» **WORK REQUEST**
Write out precisely the lines beginning with the line that contains "the green jersey" and ending with the last line of the entries, and no other lines.

» **DATA PROVIDED**
"""

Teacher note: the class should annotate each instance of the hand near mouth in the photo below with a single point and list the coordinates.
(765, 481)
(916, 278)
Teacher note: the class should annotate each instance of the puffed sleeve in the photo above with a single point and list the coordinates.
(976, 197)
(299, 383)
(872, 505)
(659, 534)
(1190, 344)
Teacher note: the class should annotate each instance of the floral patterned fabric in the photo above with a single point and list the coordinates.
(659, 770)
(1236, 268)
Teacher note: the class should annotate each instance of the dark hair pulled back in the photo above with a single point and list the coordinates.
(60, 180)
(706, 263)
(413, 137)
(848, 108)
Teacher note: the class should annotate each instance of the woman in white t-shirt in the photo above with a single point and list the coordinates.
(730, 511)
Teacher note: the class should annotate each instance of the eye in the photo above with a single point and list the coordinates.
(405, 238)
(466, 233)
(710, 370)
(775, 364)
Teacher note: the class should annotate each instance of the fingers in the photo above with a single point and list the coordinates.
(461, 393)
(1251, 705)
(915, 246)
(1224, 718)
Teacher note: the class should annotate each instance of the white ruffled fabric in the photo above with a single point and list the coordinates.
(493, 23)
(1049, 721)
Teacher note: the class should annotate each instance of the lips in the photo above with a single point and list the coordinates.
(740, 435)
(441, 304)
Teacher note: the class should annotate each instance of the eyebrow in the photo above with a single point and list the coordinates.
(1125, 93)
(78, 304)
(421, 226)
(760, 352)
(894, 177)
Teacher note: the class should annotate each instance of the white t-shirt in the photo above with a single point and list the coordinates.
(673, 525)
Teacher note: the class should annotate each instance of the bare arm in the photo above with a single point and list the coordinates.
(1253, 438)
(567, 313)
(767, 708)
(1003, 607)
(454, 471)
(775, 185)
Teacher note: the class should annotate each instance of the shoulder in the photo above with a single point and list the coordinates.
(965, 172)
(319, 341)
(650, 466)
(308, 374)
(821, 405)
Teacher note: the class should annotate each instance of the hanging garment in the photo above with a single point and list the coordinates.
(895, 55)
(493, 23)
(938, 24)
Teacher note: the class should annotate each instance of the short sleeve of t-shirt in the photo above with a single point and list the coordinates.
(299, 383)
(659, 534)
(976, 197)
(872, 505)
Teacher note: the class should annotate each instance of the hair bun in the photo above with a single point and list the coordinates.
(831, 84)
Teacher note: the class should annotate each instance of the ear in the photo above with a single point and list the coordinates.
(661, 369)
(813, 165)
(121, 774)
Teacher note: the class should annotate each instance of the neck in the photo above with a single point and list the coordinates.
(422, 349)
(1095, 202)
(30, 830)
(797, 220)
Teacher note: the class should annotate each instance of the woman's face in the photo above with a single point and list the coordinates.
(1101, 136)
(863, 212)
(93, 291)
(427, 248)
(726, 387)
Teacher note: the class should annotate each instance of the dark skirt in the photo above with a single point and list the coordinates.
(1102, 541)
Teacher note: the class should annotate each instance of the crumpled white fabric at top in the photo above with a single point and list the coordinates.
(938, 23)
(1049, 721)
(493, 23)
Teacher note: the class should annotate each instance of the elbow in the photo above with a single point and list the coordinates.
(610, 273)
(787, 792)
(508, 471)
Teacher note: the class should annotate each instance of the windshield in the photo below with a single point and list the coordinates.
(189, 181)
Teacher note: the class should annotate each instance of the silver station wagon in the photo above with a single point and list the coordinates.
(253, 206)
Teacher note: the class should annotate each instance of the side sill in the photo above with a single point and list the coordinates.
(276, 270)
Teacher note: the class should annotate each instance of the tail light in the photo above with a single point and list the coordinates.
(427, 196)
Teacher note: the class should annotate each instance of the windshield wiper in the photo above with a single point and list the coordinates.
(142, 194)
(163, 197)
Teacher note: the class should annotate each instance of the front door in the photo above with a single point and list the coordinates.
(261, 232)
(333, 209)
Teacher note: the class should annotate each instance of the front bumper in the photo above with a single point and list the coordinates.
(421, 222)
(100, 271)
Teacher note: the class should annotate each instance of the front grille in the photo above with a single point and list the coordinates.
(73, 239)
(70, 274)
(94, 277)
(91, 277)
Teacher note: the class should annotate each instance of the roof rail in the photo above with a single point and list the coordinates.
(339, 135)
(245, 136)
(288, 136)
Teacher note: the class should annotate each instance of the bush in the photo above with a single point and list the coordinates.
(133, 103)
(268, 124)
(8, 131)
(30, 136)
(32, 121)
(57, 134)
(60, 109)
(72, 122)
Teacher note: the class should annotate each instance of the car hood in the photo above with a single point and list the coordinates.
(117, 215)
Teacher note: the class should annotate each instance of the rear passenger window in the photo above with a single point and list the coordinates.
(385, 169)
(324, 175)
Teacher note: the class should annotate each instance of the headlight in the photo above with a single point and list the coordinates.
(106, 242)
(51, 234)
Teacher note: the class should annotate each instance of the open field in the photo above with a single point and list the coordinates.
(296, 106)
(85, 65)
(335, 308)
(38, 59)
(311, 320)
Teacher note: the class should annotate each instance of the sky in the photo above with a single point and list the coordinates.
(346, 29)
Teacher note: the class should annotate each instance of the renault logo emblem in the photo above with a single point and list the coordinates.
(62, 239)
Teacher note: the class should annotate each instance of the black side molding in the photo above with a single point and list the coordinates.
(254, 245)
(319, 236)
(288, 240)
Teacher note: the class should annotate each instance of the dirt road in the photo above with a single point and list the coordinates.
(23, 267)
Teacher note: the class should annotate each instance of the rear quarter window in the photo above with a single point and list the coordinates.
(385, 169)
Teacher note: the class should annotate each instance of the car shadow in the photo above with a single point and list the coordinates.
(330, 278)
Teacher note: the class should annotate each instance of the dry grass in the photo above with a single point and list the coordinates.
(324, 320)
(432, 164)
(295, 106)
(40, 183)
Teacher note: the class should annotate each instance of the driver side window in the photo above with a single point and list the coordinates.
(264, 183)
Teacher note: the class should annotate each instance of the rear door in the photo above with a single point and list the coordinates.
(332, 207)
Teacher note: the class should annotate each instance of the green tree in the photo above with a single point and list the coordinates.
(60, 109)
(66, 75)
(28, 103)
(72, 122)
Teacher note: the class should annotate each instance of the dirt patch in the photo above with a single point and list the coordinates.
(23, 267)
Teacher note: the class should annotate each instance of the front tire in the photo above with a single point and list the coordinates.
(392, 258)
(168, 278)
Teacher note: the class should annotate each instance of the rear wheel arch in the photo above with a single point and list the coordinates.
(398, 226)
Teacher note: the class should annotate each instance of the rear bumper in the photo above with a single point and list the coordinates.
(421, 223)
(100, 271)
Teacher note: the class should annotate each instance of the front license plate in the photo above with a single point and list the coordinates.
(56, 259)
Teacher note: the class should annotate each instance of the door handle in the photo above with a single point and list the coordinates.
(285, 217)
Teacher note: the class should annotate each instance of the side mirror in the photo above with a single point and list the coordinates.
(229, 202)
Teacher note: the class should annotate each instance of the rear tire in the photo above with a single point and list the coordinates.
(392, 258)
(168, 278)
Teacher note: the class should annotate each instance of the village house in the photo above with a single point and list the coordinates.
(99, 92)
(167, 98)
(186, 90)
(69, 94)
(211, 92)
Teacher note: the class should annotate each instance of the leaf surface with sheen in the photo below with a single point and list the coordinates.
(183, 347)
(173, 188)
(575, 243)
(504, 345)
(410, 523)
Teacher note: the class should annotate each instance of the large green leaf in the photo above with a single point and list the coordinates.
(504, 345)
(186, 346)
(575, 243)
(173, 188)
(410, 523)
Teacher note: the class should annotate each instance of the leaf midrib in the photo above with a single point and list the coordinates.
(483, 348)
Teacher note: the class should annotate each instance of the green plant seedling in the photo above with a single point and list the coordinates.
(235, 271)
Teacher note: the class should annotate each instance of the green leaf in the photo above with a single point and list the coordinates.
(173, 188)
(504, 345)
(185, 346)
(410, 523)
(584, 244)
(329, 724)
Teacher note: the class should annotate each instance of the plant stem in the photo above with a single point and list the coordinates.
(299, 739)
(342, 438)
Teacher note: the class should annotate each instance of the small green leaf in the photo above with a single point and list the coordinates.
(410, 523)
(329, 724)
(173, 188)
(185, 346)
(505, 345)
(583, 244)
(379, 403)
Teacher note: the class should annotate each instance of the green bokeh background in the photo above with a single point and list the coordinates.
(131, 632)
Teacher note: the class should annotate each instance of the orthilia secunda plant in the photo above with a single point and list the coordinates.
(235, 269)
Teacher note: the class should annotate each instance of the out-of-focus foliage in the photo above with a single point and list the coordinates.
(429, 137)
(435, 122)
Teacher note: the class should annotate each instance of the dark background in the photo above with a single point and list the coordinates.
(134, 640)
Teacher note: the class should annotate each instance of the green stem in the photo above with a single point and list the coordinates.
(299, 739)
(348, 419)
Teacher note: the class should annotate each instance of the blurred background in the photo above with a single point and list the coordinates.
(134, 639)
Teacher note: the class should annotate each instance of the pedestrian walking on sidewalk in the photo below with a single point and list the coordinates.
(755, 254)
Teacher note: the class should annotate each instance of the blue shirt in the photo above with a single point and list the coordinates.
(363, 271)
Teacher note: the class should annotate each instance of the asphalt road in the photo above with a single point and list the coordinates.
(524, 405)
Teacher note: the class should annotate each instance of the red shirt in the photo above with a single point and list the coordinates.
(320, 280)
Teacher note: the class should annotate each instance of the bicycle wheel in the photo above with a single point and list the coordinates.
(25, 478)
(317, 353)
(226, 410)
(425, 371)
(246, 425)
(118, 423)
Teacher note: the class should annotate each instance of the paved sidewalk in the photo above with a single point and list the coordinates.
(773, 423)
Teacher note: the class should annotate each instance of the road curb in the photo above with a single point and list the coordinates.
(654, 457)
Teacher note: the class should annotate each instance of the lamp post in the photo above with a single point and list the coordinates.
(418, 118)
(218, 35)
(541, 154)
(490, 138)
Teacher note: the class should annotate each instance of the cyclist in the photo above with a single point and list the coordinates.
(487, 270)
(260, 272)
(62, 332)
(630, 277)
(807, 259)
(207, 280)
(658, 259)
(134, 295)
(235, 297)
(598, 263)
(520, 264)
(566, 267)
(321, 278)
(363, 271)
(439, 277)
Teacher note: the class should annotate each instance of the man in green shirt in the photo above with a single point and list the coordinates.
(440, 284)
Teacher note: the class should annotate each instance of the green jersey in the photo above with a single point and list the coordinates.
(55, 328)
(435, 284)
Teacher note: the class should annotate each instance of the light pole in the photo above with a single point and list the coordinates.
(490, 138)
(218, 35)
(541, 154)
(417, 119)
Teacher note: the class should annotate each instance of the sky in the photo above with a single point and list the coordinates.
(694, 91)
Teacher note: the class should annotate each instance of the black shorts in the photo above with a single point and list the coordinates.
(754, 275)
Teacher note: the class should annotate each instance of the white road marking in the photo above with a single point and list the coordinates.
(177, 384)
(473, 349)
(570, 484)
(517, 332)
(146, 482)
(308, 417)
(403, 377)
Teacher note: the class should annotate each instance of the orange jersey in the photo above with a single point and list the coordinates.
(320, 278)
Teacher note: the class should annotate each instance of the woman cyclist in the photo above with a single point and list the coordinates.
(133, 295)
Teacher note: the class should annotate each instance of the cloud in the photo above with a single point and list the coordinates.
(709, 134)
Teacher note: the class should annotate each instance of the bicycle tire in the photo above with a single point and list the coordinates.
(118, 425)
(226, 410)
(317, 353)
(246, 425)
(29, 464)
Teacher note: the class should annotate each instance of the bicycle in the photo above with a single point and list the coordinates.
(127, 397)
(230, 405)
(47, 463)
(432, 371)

"""

» **RESULT FOR THIS TASK**
Teacher note: the class should annotate each instance of the green jersey in the photo above with a single point and list the coordinates.
(55, 328)
(435, 284)
Teacher note: the class should annotate each instance of the light pole in the photo above with a single point and list the coordinates.
(490, 138)
(218, 35)
(541, 154)
(417, 119)
Teacher note: the class should annotate each instance of the sky in the photo above with a single point and list the coordinates.
(694, 91)
Teacher note: the class should annotate each instance of the black shorts in the photo above with a single point and list the coordinates.
(754, 275)
Teacher note: the class should annotate each instance of the white road marking in the photo above with a single point and list the coordinates.
(177, 384)
(473, 349)
(570, 484)
(517, 332)
(146, 482)
(308, 417)
(403, 377)
Teacher note: the class should annotate each instance of the orange jersey in the photo above with a single point and list the coordinates.
(320, 278)
Teacher note: the class should annotate each instance of the woman cyclist in the photo above with a single point and list the coordinates.
(133, 295)
Teacher note: the class should annotate each instance of the cloud in the photo above with a single point and list the coordinates.
(709, 134)
Teacher note: the class should annotate each instance of the bicycle tire in the photo above with a single point and list the coordinates.
(118, 425)
(226, 410)
(317, 353)
(246, 425)
(29, 464)
Teacher note: the class should annotate each instance of the bicycle in the photo above with a single point and list the coordinates.
(127, 397)
(230, 405)
(47, 463)
(432, 371)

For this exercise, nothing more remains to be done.